PROBLEM DESCRIPTION: Without the pictures, print each of the records below exactly as it appears.

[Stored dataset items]
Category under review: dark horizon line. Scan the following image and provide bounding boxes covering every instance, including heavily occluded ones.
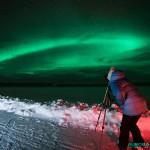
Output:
[0,82,150,87]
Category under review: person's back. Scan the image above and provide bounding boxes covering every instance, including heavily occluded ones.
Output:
[109,70,148,116]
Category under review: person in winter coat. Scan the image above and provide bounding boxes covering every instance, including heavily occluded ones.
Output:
[107,67,148,150]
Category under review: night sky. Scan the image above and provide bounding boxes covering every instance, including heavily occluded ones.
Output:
[0,0,150,84]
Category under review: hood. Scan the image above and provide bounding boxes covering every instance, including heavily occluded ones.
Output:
[110,70,125,81]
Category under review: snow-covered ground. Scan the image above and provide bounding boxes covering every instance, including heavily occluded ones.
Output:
[0,95,150,150]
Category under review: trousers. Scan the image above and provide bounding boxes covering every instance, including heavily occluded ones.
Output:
[118,114,144,149]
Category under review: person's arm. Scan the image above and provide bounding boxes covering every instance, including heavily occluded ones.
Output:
[110,82,125,109]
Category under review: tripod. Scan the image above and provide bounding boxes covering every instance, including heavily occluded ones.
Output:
[95,84,111,150]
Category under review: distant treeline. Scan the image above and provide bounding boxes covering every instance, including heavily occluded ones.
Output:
[0,82,54,87]
[0,82,150,87]
[0,82,106,87]
[134,82,150,86]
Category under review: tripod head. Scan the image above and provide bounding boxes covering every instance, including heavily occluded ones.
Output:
[104,75,115,102]
[104,74,111,92]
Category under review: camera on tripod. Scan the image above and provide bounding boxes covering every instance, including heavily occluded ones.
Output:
[104,74,114,102]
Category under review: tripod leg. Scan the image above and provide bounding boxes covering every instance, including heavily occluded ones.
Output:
[95,85,109,131]
[99,96,108,150]
[95,108,103,131]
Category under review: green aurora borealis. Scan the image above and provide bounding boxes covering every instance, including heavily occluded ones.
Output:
[0,0,150,84]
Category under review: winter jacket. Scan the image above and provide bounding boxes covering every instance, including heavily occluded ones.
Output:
[109,70,148,116]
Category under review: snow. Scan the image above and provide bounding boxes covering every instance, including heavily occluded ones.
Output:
[0,95,150,150]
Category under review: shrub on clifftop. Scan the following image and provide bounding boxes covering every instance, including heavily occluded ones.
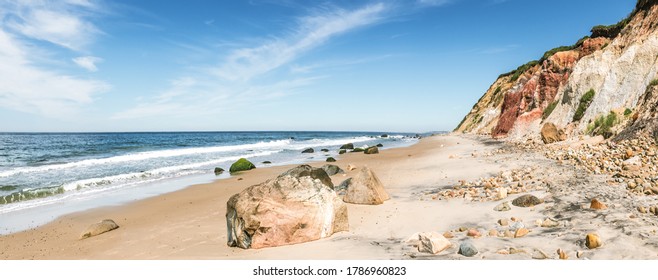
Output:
[229,158,256,173]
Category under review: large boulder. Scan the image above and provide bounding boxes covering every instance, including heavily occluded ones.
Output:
[540,122,566,144]
[321,164,345,176]
[229,158,256,173]
[226,166,348,249]
[80,219,119,240]
[279,165,333,188]
[342,167,390,205]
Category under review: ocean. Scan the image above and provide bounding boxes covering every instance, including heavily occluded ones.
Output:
[0,131,418,234]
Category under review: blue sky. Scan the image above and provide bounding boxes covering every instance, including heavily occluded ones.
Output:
[0,0,636,132]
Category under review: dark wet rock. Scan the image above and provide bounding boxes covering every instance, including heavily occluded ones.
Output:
[340,143,354,150]
[301,148,314,153]
[214,167,225,175]
[326,157,336,162]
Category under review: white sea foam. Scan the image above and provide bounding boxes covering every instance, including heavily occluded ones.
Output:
[0,140,291,178]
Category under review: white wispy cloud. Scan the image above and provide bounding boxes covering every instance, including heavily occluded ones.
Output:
[73,56,103,72]
[0,30,109,117]
[0,0,108,118]
[3,0,102,51]
[211,3,389,81]
[417,0,452,7]
[113,3,391,120]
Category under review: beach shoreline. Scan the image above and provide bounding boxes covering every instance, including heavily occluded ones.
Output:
[2,134,658,260]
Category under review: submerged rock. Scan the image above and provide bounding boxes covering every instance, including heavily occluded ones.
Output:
[301,148,314,153]
[342,167,390,205]
[229,158,256,173]
[226,166,348,249]
[80,219,119,240]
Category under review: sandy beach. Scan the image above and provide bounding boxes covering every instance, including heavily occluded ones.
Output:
[2,134,657,260]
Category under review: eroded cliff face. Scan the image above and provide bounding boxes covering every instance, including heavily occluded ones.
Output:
[456,0,658,142]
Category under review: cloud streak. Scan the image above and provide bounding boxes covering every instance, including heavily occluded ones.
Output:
[73,56,103,72]
[211,3,389,81]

WRITTEN RESPONSE:
Category under review: dark horizon line. Scan the following image and provide bounding boxes covering every instance, including heavily occluded ones.
Output:
[0,82,150,87]
Category under review: person's back. Scan the image above and provide bounding boxes covering every instance, including heavily occluded ones.
Output:
[109,70,148,116]
Category under review: person in winter coat. Scan the image above and provide bounding boxes covering every instance, including heavily occluded ones.
Output:
[107,67,148,150]
Category under review: night sky. Scan the image above and provide bounding boxes covering every instance, including heavily occluded ones.
Output:
[0,0,150,84]
Category under review: hood. Scan the image above and provide bounding boxes covering every instance, including heavily occluded ones.
Output:
[110,70,125,81]
Category under review: snow-covered ground. Scan the image above and provide bounding boxes covering every instance, including heavily occluded ones.
Output:
[0,95,150,150]
Category under review: trousers. Scan the image above and provide bounding boxes covering every instance, including heavily occluded ones.
Output:
[118,114,144,149]
Category under review: person's arm. Scan the image above and provide bounding boxes covering every instance, including heavily occluded ones.
Output:
[110,82,125,109]
Category under review: tripod. Scan the image above and provide bounding boxes covering every instance, including heavily occluded ones.
Output:
[95,84,111,150]
Category under review: distant treeline. Scan the image above and provide bounding boxes covering every instance, including heavily occluded ones.
Output:
[0,82,54,87]
[0,82,150,87]
[0,82,106,87]
[134,82,150,86]
Category under review: tripod head. Scan the image above and provide bounding boxes covering every instance, including heavily occluded ones.
Output:
[104,75,115,102]
[104,74,111,92]
Category under review: camera on tripod. Scan the image above and provide bounding boxes covering every instance, including heavily occluded ones.
Output:
[104,74,114,102]
Category under review: tripod leg. Scan the image above and provide bounding boxes covering every instance, including heavily occluded ones.
Output:
[95,85,109,131]
[99,96,108,150]
[95,108,103,131]
Category under review: green aurora borealis. Scan the image above and provide bounding boxes covering every instance, including heavily occluded ones.
Output:
[0,0,150,84]
Category under review: winter jacket. Scan the image above and provide bounding boxes covering every instance, including heavily occluded ones.
Output:
[109,70,148,116]
Category under review: snow. Scan the image above and provide bounding boxes covering every instance, including heavily occluded ones.
Output:
[0,95,150,150]
Category under review: shrub on clifftop. Scan the following image and provide bounding boxes covering every instance, including heavily occluded ones.
Output:
[229,158,256,173]
Category under review: large boulder. Scan the image above and provide bounding boxes covering every instance, including heavily occluded ones.
Output:
[540,122,566,144]
[321,164,345,176]
[229,158,256,173]
[226,166,348,249]
[80,219,119,240]
[279,165,333,188]
[342,167,390,205]
Category under review: ocean. Scan the image above and provide bounding boxes covering every instance, including heavily occluded ones.
Output:
[0,131,418,234]
Category under review: blue sky. Scan the image above and provide bounding boxes covering every instance, including heavily occluded ones.
Output:
[0,0,636,132]
Category under review: dark wet rock. Scan the image above and provide bounding boxes covering every instance, including heavily occluded ones.
Output:
[340,143,354,150]
[301,148,314,153]
[214,167,225,175]
[326,157,336,162]
Category under review: white sea foam. Scan the image above and provide bounding boxes covering every instance, including heavily occluded ones.
Output:
[0,140,291,178]
Category under review: white wispy cloud. Scan the image above and provide bounding boxes covering every instance, including heavily occluded ones.
Output:
[73,56,103,72]
[0,30,109,117]
[0,0,108,118]
[3,0,102,51]
[211,3,389,81]
[417,0,452,7]
[113,3,391,120]
Category under review: beach shoreline. Scan the image above and provide bounding boxes covering every instance, including heavily occluded ones.
Output:
[2,134,658,260]
Category under review: submerged rock. Scan the image above and provide bounding boxes covering every instance, including heavily occluded ones.
Output:
[301,148,314,153]
[342,167,390,205]
[229,158,256,173]
[226,166,348,249]
[80,219,119,240]
Category under review: sandy beach. Scan the image above and provide bounding boxes covering every instance, including heavily occluded ones.
Output:
[2,134,657,260]
Category under review: eroded cliff face. Scan the image above and provide bounding boxes covering every instance, including heavily occluded ones.
Output:
[456,0,658,142]
Category under review: cloud streak. Scan the image above and provide bounding boxes covering every instance, including heavily occluded ones.
Output:
[73,56,103,72]
[211,3,389,81]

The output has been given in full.